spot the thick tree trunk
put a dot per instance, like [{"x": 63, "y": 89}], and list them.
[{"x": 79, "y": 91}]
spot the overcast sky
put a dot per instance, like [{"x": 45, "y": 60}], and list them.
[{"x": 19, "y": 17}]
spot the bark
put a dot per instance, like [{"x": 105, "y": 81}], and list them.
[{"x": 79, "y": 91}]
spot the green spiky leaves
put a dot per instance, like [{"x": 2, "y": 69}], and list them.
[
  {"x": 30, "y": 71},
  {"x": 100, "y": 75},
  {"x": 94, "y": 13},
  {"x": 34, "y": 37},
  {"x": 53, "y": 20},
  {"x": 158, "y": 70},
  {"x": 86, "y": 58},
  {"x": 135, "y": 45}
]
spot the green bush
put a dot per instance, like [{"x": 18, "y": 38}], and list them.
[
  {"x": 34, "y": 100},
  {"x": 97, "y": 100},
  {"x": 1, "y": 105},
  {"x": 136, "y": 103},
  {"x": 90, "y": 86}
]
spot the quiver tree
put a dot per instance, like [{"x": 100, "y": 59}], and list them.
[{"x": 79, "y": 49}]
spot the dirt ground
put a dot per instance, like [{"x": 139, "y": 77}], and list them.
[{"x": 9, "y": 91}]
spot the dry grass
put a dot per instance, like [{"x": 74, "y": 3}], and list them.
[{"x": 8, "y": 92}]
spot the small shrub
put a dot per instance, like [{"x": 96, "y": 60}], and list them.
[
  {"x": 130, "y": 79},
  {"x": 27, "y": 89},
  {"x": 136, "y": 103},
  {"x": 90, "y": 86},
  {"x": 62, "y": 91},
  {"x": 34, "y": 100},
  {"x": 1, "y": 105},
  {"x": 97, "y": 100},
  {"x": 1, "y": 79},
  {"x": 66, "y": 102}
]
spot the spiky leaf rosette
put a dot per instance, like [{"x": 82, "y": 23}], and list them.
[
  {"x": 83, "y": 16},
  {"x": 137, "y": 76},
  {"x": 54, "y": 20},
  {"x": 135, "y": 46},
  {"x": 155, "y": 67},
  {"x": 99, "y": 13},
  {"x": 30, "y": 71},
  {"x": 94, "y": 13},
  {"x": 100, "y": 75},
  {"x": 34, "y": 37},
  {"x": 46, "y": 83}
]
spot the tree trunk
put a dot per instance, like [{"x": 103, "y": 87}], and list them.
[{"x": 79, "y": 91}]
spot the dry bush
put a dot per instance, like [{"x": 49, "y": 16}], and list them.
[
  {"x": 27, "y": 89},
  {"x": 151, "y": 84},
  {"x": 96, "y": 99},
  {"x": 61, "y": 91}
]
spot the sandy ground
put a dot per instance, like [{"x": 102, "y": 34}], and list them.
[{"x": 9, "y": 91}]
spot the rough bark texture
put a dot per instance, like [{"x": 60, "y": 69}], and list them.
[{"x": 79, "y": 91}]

•••••

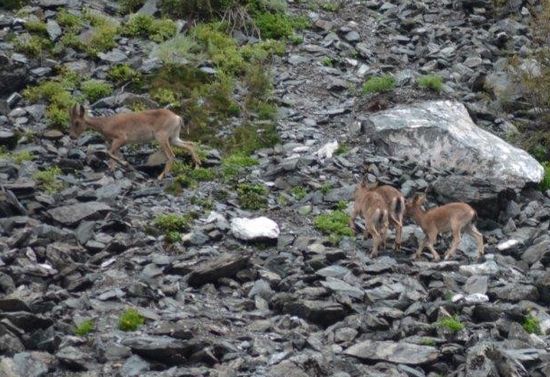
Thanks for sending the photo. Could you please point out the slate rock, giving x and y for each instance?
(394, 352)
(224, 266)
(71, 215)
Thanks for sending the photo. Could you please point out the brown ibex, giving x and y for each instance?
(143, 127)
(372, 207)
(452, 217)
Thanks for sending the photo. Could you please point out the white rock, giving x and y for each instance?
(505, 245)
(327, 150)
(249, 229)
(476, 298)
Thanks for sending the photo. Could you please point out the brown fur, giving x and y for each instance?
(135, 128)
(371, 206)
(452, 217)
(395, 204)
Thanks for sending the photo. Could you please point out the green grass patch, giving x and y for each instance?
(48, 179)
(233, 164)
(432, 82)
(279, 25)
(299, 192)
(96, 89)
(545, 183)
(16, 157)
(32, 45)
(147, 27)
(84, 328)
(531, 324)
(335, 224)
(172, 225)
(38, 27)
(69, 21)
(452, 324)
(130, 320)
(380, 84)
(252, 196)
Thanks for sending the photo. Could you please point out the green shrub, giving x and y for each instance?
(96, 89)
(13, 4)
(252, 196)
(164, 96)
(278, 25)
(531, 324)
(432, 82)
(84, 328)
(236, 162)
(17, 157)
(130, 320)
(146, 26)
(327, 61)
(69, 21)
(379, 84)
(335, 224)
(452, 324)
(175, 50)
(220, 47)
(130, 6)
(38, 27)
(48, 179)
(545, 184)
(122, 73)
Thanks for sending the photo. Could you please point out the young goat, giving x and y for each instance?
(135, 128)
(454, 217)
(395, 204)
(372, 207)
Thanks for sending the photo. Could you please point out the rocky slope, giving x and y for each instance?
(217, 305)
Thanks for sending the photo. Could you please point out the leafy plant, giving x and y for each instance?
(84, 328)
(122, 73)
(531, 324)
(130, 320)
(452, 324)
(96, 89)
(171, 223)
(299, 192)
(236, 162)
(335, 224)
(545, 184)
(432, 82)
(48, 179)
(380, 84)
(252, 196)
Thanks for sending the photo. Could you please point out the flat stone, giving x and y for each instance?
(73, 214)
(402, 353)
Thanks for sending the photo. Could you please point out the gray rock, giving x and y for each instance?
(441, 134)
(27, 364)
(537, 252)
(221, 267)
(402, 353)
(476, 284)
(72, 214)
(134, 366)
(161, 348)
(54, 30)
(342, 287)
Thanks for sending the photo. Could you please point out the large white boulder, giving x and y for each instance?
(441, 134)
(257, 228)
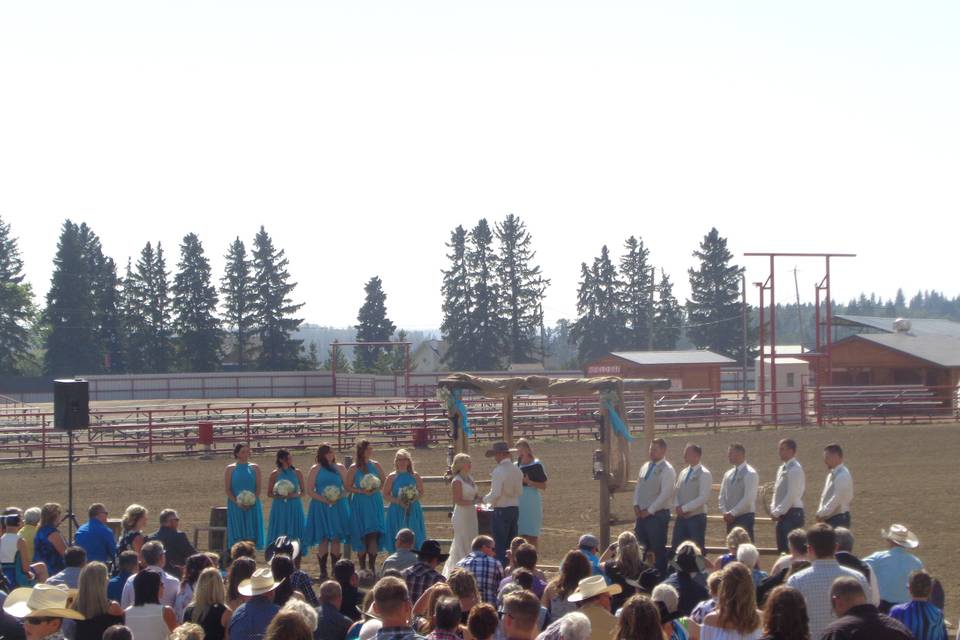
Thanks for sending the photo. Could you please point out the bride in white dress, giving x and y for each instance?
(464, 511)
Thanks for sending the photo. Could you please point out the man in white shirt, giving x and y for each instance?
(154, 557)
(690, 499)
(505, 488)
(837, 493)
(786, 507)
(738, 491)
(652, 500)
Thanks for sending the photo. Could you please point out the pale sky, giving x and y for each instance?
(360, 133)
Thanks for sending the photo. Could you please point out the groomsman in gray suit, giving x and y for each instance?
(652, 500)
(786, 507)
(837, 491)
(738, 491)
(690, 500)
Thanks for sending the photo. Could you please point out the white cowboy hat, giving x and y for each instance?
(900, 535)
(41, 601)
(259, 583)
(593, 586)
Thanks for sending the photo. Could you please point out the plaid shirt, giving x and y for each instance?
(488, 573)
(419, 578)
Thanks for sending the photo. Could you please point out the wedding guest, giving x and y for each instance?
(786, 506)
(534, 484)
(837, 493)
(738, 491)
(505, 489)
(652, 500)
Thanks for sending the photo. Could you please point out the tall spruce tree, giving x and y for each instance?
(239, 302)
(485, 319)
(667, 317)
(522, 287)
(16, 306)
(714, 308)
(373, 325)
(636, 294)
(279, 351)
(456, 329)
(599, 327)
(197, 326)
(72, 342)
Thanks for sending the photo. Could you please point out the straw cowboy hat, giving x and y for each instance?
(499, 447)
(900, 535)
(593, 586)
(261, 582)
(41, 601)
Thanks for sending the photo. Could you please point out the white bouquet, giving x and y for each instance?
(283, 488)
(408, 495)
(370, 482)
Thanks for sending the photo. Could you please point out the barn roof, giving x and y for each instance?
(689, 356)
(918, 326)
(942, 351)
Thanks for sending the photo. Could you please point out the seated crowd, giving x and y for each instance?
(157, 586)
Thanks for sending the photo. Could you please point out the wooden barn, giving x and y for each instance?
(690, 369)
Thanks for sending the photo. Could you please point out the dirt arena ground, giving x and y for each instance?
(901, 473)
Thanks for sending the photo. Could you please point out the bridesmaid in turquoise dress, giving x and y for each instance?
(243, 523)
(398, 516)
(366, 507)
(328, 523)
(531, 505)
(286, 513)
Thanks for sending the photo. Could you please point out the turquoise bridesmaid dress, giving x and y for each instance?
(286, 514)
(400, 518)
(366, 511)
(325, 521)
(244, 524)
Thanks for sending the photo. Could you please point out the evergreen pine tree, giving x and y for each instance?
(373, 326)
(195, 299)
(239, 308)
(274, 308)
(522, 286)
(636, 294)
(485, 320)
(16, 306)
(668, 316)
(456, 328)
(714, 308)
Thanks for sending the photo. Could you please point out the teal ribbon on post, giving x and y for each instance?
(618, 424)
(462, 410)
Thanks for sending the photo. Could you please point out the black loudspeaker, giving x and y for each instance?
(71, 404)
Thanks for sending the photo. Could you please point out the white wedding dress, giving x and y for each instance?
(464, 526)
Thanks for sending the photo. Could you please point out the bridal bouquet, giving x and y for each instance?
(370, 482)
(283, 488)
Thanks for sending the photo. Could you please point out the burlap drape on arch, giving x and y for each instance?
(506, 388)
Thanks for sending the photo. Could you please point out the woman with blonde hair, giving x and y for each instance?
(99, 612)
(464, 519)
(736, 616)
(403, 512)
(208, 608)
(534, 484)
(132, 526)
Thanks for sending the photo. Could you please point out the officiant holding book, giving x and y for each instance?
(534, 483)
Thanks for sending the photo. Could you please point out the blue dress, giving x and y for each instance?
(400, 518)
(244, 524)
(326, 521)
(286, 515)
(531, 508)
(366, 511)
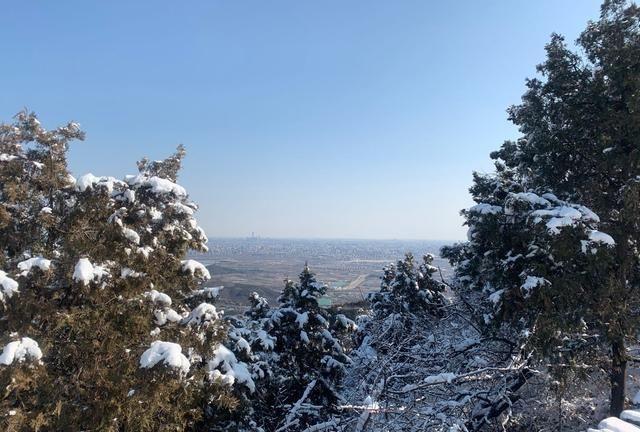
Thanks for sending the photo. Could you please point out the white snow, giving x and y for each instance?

•••••

- [Action item]: From the records above, reproduce exactly the lines from the one with "spot the thick tree trunk" to the one with "spot the green spiky leaves", both included, and no others.

- [The answer]:
spot the thick tree trunk
put a dot per instance, like [{"x": 63, "y": 89}], and list them.
[{"x": 79, "y": 91}]
spot the overcast sky
put a dot per instance, like [{"x": 45, "y": 60}], and list them.
[{"x": 19, "y": 17}]
spot the bark
put a dot per instance, like [{"x": 105, "y": 81}], and list them.
[{"x": 79, "y": 91}]
spot the green spiky leaves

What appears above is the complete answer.